▶ _DOCUMENT SEGMENT_:
####

Weathering Wake: Parent recalls African-Americans' experiences
Tracing the history of African-American faculty and students and the challenges they faced and overcame, Professor of History Anthony Parent delivered the address at Founders’ Day Convocation on Feb. 26.
Students, faculty, staff and alumni gathered in Wait Chapel to mark the 175th anniversary of Wake Forest’s founding in 1834. President Nathan O. Hatch presented the University’s highest award for service, the Medallion of Merit, to life trustee Marvin D. Gentry (’57) and Dr. Richard H. Dean, president emeritus of Wake Forest University Health Sciences. Several annual teaching and research awards were also presented.
In his address, “Weathering Wake: The African-American Experience,” Parent noted the efforts of white students in the early 1960s to integrate the student body, which led to the enrollment of Ghana native Edward Reynolds in 1962. From there, he shared the personal stories of a number of African-Americans students.
Parent’s speech:
Many of the first were athletes, he noted. Wake Forest was the first college in the ACC to integrate its football program, in 1964. Freddie Summers became the first black quarterback at a historically white Southern college in 1967; Audley Bell, a Jamaican, became the first black tennis player in the ACC in 1969.
It wasn’t until the 1970s that a more concerted effort was made to attract non-athlete African-Americans, he said. The first black faculty member wasn’t hired until 1969, and it would be another five years before the first black tenure-track professors, Herman Eure (Ph.D. ’74) and Dolly McPherson, were hired. The University reached a “milestone,” he said, in the hiring of Maya Angelou in 1982 as Reynolds Professor of American Studies. Parent joined the faculty in 1989; his son, Fred, is now a senior.

####

▶ _INFORMATION_:
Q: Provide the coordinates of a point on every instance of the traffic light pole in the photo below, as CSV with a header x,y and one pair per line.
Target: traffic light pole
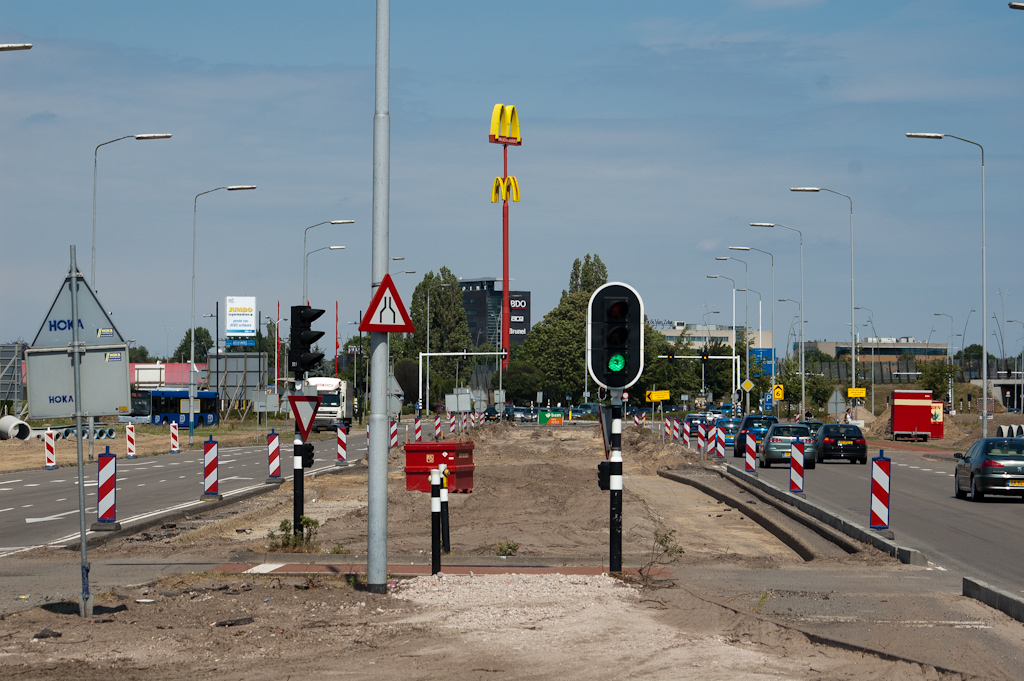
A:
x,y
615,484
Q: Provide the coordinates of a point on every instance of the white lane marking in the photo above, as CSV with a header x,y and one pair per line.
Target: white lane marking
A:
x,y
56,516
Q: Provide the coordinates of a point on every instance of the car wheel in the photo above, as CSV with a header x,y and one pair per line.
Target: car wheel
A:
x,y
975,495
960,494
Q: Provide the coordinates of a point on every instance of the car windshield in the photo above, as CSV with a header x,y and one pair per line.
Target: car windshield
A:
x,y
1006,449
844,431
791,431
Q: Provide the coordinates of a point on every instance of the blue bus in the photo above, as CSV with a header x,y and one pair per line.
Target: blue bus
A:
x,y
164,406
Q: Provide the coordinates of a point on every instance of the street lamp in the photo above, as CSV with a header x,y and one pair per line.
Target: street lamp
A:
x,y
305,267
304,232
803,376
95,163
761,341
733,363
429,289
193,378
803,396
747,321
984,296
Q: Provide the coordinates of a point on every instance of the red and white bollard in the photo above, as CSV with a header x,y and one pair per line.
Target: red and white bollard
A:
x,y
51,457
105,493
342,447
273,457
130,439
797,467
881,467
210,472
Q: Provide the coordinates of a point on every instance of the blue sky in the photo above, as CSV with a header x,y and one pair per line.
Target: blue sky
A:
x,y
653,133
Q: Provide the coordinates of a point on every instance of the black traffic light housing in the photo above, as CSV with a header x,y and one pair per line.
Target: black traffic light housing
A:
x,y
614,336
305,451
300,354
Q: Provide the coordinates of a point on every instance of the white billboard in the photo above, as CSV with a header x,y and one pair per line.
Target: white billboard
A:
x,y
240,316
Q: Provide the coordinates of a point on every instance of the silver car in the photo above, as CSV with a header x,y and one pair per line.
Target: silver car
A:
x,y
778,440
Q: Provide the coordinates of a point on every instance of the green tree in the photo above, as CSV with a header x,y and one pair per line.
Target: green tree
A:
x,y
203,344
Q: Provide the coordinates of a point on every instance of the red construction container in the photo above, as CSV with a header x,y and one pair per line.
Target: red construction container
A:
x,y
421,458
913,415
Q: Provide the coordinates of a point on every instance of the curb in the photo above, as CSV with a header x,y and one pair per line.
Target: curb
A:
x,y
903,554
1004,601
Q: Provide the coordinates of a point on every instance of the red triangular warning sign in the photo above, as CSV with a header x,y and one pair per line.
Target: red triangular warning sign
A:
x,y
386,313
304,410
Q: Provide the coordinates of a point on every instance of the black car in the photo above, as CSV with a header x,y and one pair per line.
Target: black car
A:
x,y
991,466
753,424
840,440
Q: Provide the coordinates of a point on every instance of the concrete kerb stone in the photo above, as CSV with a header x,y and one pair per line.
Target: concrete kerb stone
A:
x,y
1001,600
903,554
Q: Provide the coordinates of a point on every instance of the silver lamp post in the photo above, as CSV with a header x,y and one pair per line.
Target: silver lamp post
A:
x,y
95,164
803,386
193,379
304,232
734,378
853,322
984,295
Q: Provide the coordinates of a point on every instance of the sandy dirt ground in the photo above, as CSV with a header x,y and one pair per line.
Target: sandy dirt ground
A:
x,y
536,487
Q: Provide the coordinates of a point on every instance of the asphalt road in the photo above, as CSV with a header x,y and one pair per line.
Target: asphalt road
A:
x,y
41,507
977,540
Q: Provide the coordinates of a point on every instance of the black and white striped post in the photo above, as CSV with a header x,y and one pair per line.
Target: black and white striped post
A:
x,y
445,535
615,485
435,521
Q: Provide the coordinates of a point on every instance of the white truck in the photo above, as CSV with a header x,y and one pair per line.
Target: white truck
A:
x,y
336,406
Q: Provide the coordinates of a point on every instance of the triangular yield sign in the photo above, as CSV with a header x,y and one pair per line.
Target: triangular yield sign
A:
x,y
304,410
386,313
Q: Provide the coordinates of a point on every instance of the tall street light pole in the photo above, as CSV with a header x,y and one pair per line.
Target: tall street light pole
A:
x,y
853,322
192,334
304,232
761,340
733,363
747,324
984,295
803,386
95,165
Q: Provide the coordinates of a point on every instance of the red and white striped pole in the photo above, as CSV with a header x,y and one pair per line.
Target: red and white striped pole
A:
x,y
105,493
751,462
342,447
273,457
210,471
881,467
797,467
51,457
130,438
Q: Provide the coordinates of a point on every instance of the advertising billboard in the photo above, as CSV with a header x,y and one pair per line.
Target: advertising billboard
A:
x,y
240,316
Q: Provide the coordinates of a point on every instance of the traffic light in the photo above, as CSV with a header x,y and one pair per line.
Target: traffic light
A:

####

How would you translate this sentence from the text about African-American experiences at Wake Forest into Spanish: "Wake Forest was the first college in the ACC to integrate its football program, in 1964."? The data is separate material from the text about African-American experiences at Wake Forest.

Wake Forest fue la primera universidad de la ACC en integrar su programa de fútbol americano, en 1964.